-- START OF Excerpt to read --

To build a Standard that encompasses the best of all the companies contributing
What exactly is your role in the Zero Outage Industry Standard Association?
I have been a part of the Zero Outage Industry Association since the beginning. Currently I am leading the Process workstream, which, so far, covers three main areas; change management, incident management and problem management. We are currently working on the larger topic of Event Management, including how that links with monitoring and alerting, for the next release.
My incentive to work for the Association comes from my strong belief in the idea and concept of Zero Outage. Hundred percent uptime for IT environments is a fascinating concept and the introduction of the Zero Outage Industry Standard aims to help make that a reality. Drawing from the experience and knowledge of the well-known companies that are part of the association, increases the quality & depth of the material produced. The Association has created an environment for professionals from these companies to work together in a mutually respectful way, to exchange information & learn from each other, in order to build a Standard that encompasses the best of all the companies contributing.
Describe what you do in the workstream
Each of the four workstreams is made up of representatives of the member companies. The aim is to bring together the knowledge and experience of these professionals to create a “best-of-breed” standard with the aim of achieving 100% uptime i.e. Zero Outage. I believe that to achieve the ideal of the Zero Industry Standard Association, the four elements People, Processes, Platform and Security, need to be dealt with together. At the start, I was also involved in the People workstream, and it is clear that collaborating and working with other workstreams allows us to gain a more complete understanding of the whole IT environment. So, while in the Process workstream we are focused on developing best practice guidelines & recommendations for various operational processes, we recognise the importance of linking up with the other workstreams to ensure all the work we are doing is aligned with each other.
How does NetApp benefit from the Zero Outage Industry Standard Association?
NetApp has always strived to provide its customers with highly available, highly reliable solutions but it is clearly not enough to simply focus on the product or the security of those products. To achieve zero outage, one must also focus on the processes which govern how we deal with the operations of a business and the people who create & implement those processes. To give you an example of what I mean…
One of our customers wanted to move a storage device from one data centre to another. This was a high availability storage device which means it consisted of two “nodes”. One of the nodes would have all of its data transferred to the other node and then be moved to another datacentre. Physical hardware moves such as these are common but can be problematic if the change is not properly managed. In this case the change process was not followed properly and the move was done during production hours. The data had been transferred to the storage node that was not being moved & the additional load led to this node becoming slower and slower until it became unusable, which inevitably lead to an outage. This outage then created an incident, which badly affected the customer, & inevitably the incident became a problem. The root cause of the problem occurred at the very beginning stages of the planning phase for the hardware move. There had been no consultation with NetApp regarding the change and so the customer did not realise that while, in theory the data transfer and move could be done “online” during production hours, the additional data load on one node could severely impact performance. This is an excellent example of how process guidelines are crucial in the IT industry since the Zero Outage Standard recommends consultation with vendors on important changes such as these, in the production environment. The Zero Outage Industry Association enables competitors, vendors and clients to come together and exchange ideas and knowledge. The resulting guidelines & best practice recommendations will, if implemented, help to avoid outages, like the one in the example.

-- END OF Excerpt to read --

▶ **Given task 1**:
Translate this sentence from the Zero Outage interview into French: "Physical hardware moves such as these are common but can be problematic if the change is not properly managed."
▶ **Given task 2**:
Write out the Zero Outage interview from "I have been" up to and including "the next release.", switching "Process workstream" to "Security workstream".

-- START OF Entries shown --

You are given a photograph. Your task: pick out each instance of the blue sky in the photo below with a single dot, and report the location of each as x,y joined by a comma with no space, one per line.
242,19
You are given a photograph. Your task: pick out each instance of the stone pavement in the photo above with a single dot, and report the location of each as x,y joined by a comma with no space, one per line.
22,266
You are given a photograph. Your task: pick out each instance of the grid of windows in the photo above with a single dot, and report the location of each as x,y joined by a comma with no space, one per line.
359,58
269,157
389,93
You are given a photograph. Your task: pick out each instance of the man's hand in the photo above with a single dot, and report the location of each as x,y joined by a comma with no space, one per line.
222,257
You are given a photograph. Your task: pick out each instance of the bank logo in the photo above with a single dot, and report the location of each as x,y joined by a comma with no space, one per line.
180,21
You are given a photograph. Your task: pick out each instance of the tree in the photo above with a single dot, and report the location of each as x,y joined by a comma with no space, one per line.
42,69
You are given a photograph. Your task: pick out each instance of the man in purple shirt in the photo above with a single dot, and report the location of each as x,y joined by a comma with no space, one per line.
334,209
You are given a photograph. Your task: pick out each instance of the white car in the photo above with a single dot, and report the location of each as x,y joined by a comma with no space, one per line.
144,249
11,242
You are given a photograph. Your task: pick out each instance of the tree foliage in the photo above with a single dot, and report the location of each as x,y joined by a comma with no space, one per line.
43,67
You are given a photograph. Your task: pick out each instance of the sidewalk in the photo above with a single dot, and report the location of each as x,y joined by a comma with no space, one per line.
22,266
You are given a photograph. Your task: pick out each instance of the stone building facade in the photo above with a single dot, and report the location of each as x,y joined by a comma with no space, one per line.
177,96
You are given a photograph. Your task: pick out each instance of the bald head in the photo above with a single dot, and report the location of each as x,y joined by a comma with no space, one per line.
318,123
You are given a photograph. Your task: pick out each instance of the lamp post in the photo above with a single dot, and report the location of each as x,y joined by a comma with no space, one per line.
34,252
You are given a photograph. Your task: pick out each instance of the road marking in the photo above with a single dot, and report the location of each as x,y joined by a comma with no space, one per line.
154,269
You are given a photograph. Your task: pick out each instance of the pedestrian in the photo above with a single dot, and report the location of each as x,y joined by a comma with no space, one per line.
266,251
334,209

-- END OF Entries shown --

▶ **Exercise answer 1**:
Les déplacements de matériel physique comme ceux-ci sont courants, mais ils peuvent poser problème si le changement n'est pas correctement géré.

▶ **Exercise answer 2**:
I have been a part of the Zero Outage Industry Association since the beginning. Currently I am leading the Security workstream, which, so far, covers three main areas; change management, incident management and problem management. We are currently working on the larger topic of Event Management, including how that links with monitoring and alerting, for the next release.